Friday, April 15, 2016

Infirmary

She was smiling. The plump, kind, middle-aged, black woman with jet black hair was sitting at the foot of my bed and smiling a warm, chocolate smile at me as she gently squeezed my calf. I took a deep breath and let it out slow. Everything…. was going….. to be….. alright.

Sometimes fear would grip me and it became hard to breath, hard to see a future, hard not to slip into an all consuming despair.  

I was in the beginning of my aggressive chemotherapy treatments for a rare and advanced form of cancer.  My oldest child was six and my youngest, three.  My marriage was rocky and we had just moved to a new town for a new beginning.  We were far from family, with no local friends and had lived here only a few months when I got the diagnosis no one wants to hear.  Stage four granulosa cell cancer scattered in my abdomen. If I hadn’t known what that meant already, the tears running down my doctor’s face conveyed the truth clearly enough.  There were only a few other known cases so they were careful not to give me too much information with such a small sample.  The information they did have wasn’t real good. I remember a mention of 5 years.  My youngest, Grace, would be eight in five years.  I didn’t want to leave a second grader motherless.  I didn’t want to die.

We were renting a large house that had originally been the old Union Pacific railroad men’s club house.  There was a giant main room with a huge fireplace for the men to gather, eat and play cards in. The bathrooms had old wooden stalls and the long hallway had numbered wooden lockers. The kitchen was designed cafeteria style with a long, fold down counter to walk by and pick up your plate of hot food after a long shift.  There was a room that was probably used for storage that served us as the kids’ bedroom.  We had partitioned off a portion of the large gathering room with bookshelves for our bedroom but now I needed a dark and quiet room away from the hubbub of family life to recover from surgery and treatment.  In the back, with its own tiny bathroom, was a small narrow room that we used as a walk in closet. With the addition of a twin bed and lamp, it became a sick room for me. We learned later that this room was used as an infirmary for the railroad men.  It was an odd house but it served us well.  The kids have fond memories of all that rambling space, long corridors and generous wrap around porch.  Collectors would come to the door and ask to look in the attic for antique railroad gear.  We never ventured into the full sized upper story which was accessible only by ladder and avoided the dark scary basement as well.

┄┄┄┄┄┄┄┄┄┄┄┄┄┄┄┄┄┄┄┄

■ Exercises to complete ■
(a) Answer these questions from the passage:
(i) How old were the oldest and youngest children at the time of the treatments?
(ii) What had the rented house originally been?
(iii) Before it became a sick room, what did the family use the small narrow room in the back as?
(b) According to the passage, why did the small back room become a sick room instead of the existing bedroom being used?

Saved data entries
┄┄┄┄┄┄┄┄┄┄┄┄┄┄┄┄┄┄┄┄

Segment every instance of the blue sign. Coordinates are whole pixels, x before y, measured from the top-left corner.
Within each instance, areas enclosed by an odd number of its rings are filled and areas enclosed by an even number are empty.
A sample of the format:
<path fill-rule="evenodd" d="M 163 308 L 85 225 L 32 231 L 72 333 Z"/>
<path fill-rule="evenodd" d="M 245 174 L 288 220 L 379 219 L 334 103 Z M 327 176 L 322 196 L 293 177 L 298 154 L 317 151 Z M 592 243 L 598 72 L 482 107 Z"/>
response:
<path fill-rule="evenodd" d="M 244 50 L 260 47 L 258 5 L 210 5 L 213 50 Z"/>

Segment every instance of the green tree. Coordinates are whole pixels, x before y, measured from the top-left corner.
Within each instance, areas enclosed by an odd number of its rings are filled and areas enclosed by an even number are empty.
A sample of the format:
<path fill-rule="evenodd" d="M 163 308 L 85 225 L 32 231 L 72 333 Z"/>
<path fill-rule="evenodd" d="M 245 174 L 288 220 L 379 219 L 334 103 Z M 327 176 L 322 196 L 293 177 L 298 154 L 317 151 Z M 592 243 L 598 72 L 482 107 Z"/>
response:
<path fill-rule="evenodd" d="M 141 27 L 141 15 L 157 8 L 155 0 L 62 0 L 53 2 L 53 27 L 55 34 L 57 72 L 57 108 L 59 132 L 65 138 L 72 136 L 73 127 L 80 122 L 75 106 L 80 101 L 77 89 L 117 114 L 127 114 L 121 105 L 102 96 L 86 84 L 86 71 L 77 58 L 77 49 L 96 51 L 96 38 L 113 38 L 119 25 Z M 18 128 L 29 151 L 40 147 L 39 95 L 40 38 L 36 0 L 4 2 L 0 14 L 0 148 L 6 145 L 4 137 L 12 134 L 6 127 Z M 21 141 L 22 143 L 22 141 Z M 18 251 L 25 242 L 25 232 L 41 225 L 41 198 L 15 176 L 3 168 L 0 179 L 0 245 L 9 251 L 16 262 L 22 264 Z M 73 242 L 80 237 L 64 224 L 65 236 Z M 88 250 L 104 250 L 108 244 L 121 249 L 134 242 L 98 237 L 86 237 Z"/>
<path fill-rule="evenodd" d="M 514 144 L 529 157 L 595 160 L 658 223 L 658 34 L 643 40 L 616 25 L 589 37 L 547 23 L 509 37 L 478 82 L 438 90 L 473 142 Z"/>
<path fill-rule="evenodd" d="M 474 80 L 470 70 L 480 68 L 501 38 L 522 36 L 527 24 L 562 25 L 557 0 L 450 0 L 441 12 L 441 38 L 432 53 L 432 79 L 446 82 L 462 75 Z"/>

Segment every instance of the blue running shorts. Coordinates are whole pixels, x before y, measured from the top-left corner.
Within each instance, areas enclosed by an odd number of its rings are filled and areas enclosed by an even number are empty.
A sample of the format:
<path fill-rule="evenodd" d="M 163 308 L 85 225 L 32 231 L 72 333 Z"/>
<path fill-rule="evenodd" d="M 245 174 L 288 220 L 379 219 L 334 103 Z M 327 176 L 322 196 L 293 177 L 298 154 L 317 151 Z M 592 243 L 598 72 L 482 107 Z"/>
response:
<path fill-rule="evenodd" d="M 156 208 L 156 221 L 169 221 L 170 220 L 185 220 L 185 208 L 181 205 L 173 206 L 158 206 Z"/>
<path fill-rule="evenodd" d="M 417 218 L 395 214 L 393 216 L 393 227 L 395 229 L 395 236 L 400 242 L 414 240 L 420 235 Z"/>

┄┄┄┄┄┄┄┄┄┄┄┄┄┄┄┄┄┄┄┄

■ Solution list ■
(a)
(i) The oldest was six and the youngest was three.
(ii) It had been the old Union Pacific railroad men's club house.
(iii) They used it as a walk-in closet.

(b) The bedroom was only a portion of the large gathering room, partitioned off with bookshelves. Recovery from surgery and treatment called for a dark and quiet room away from the hubbub of family life.